◆ What to do ◆
Could you write out, exactly, every line from the top of the data through the line holding "Mark the bull's ear."? Omit the pictures.

◆ Collected data ◆
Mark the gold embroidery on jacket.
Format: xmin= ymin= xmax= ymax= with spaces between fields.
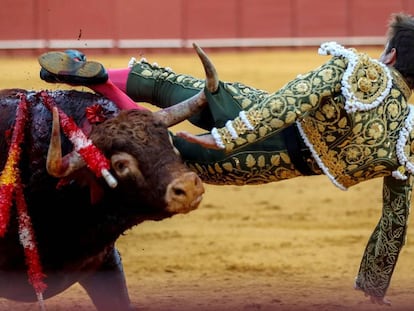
xmin=218 ymin=57 xmax=345 ymax=152
xmin=347 ymin=54 xmax=389 ymax=105
xmin=299 ymin=72 xmax=410 ymax=188
xmin=186 ymin=151 xmax=303 ymax=185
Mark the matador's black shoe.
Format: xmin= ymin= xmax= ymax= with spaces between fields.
xmin=39 ymin=49 xmax=108 ymax=85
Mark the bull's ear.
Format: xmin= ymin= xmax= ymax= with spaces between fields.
xmin=111 ymin=152 xmax=141 ymax=178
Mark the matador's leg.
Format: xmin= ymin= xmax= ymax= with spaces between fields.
xmin=38 ymin=53 xmax=320 ymax=184
xmin=125 ymin=59 xmax=270 ymax=130
xmin=126 ymin=60 xmax=213 ymax=129
xmin=126 ymin=60 xmax=320 ymax=184
xmin=354 ymin=175 xmax=413 ymax=304
xmin=173 ymin=125 xmax=320 ymax=185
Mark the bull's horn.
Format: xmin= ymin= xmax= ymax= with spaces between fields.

◆ Task output ◆
Mark the gold embroidery on jacket.
Format: xmin= ymin= xmax= ymax= with spaces between fields.
xmin=218 ymin=57 xmax=345 ymax=152
xmin=347 ymin=54 xmax=389 ymax=105
xmin=299 ymin=72 xmax=410 ymax=188
xmin=186 ymin=151 xmax=303 ymax=185
Mark the matador's black shoe.
Format: xmin= ymin= xmax= ymax= with spaces between fields.
xmin=39 ymin=49 xmax=108 ymax=85
Mark the bull's ear.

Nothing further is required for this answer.